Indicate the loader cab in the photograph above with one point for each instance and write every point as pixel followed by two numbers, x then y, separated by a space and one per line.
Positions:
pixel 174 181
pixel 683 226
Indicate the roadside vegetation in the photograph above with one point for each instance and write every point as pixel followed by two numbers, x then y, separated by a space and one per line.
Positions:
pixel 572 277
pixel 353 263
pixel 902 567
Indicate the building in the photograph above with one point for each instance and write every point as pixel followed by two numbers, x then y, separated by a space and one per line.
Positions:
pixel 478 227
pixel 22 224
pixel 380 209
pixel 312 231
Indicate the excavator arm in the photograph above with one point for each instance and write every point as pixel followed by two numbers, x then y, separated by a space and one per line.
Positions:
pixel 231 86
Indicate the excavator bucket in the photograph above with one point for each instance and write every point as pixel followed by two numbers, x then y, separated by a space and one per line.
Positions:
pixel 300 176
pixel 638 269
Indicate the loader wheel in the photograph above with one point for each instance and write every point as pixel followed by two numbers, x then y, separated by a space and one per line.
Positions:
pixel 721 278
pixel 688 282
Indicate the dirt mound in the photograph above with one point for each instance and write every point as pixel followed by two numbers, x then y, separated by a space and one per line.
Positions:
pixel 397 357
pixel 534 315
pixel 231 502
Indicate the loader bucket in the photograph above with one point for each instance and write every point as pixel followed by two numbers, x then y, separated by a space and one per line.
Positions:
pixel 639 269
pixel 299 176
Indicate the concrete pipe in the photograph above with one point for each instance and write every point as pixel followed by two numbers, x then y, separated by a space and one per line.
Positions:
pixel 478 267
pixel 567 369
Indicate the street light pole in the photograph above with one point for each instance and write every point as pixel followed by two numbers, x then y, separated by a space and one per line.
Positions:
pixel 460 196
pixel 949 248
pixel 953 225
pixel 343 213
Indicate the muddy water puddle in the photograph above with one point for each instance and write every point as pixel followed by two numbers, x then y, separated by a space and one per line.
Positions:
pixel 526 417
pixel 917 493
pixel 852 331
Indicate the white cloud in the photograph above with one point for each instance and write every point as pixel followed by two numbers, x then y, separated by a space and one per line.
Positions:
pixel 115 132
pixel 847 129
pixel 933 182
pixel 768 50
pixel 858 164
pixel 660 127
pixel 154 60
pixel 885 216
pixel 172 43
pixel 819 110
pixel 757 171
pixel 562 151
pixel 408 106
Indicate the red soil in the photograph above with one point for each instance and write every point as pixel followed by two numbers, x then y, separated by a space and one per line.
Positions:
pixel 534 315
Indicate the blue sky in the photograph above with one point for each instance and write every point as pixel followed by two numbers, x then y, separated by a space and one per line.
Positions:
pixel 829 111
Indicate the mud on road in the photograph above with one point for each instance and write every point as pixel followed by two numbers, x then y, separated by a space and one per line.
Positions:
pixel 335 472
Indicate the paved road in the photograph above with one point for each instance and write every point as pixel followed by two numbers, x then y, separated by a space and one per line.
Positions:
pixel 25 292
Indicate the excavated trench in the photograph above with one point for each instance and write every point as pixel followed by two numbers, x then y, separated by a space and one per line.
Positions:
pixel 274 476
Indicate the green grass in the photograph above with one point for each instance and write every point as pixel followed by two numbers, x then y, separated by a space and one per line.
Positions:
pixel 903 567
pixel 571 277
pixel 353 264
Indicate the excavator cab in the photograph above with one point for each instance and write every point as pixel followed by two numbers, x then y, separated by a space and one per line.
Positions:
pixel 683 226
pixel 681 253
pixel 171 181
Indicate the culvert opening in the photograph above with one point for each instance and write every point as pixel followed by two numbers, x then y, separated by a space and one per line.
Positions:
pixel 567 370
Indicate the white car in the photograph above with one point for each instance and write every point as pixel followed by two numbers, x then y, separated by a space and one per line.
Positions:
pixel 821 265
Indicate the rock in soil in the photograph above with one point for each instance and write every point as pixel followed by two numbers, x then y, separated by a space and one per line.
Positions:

++++++++++

**Written exercise**: Reproduce all of the rows above word for word, keeping each line as it stands.

**Written reply**:
Indicate the loader cab in the photograph above with one point for each instance and write every point as pixel followed by two numbers, x then y, separated by a space and one per line.
Positions:
pixel 174 181
pixel 683 226
Indicate the roadside vegetation in the photograph above with one point for each instance and write every point as pixel followed by two numbers, x then y, separated by a space and one per line.
Positions:
pixel 572 277
pixel 353 263
pixel 902 567
Indicate the building in the photograph above with one point for each instance and write every point as pixel followed by two numbers, x then y, separated by a space and one per line.
Positions:
pixel 478 227
pixel 22 224
pixel 380 209
pixel 312 231
Indicate the excavator arm in the photograph above with one point for each instance and write every point as pixel followed by two numbers, x then y, separated by a space and one per line.
Positions:
pixel 231 86
Indicate the excavator bucket in the photograph above with one point for each instance and write every point as pixel followed by two numbers, x then y, separated by a space and one per line.
Positions:
pixel 300 176
pixel 638 269
Indicate the loader wheel in the photograph above with one point for each instance and write every point as pixel followed by two numbers, x then y, separated by a space and one per line.
Positions:
pixel 721 278
pixel 688 282
Indicate the dirt mound in the photograph above with one point for each instance and write every point as pixel followed by two numbers, x then y, separated by a space and one per line.
Positions:
pixel 397 357
pixel 534 315
pixel 231 502
Indicate the loader bucket in the photograph above with one point for each instance and write every point as pixel followed by two numbers, x then y, separated by a space and one per line.
Positions:
pixel 639 269
pixel 299 176
Indicate the concrete pipe in the photograph above with one point for each instance and write every point as pixel followed by two numbers, x then y, separated by a space and one per line.
Positions:
pixel 478 267
pixel 567 369
Indicate the street light pole in the photograph above with one point for each instance and write every point as pixel followed by two numbers, x then y, separated by a space and one per line.
Positions:
pixel 460 196
pixel 949 248
pixel 953 225
pixel 343 213
Indicate the muddy water puddle in the photograph above with one point for each instance and write every point as pixel followed by two numbers, x then y, separated by a space and one per line.
Positions:
pixel 526 417
pixel 917 493
pixel 852 331
Indicate the white cloud in the photograph above with one point for each instance and write every point as pixel followed by two numbers, x then y, separated by a space and one per line.
Positions:
pixel 115 132
pixel 847 129
pixel 933 182
pixel 768 50
pixel 858 164
pixel 660 127
pixel 154 60
pixel 885 216
pixel 172 43
pixel 819 110
pixel 757 171
pixel 562 151
pixel 408 106
Indicate the red soil in the photograph above with one point for each instance and write every point as pixel followed by two numbers, x then y, separated by a space and one per line.
Positions:
pixel 534 315
Indicate the blue sky in the photograph above with one point for each instance and write every point as pixel followed by two numbers, x then y, separated by a space and one per line.
Positions:
pixel 829 111
Indicate the mud on road in the photograph above with one point for each instance and write every point as pixel followed by two numbers, x then y, separated by a space and one per line.
Positions:
pixel 335 472
Indicate the paved road in the photograph above with one point for each instance and write every point as pixel followed by two numbers, x then y, separated by a space and one per line.
Positions:
pixel 25 292
Indicate the excavated trench in the photograph above with one point for each instance and write every point as pixel followed by two numbers, x then y, separated by a space and one per line.
Positions:
pixel 274 476
Indicate the green grass in the photograph above with one point for each instance and write every point as pixel followed by two numbers, x then y, separated by a space and one per line.
Positions:
pixel 903 567
pixel 571 277
pixel 353 264
Indicate the excavator cab in the photograph above with one point for each instance and write every point as pixel followed by two numbers, x then y, separated by a space and one per line.
Positions:
pixel 683 226
pixel 681 253
pixel 171 181
Indicate the culvert opening in the photograph above with one point for each instance and write every point as pixel followed by two numbers, x then y, separated by a space and one per line.
Positions:
pixel 567 370
Indicate the white car in the photograph above with one point for each instance and write every point as pixel followed by two numbers, x then y, separated by a space and one per line.
Positions:
pixel 821 265
Indicate the rock in soil in the photograph above with one point for each instance and write every point as pixel followed by two numbers, x then y, separated by a space and one per line.
Positions:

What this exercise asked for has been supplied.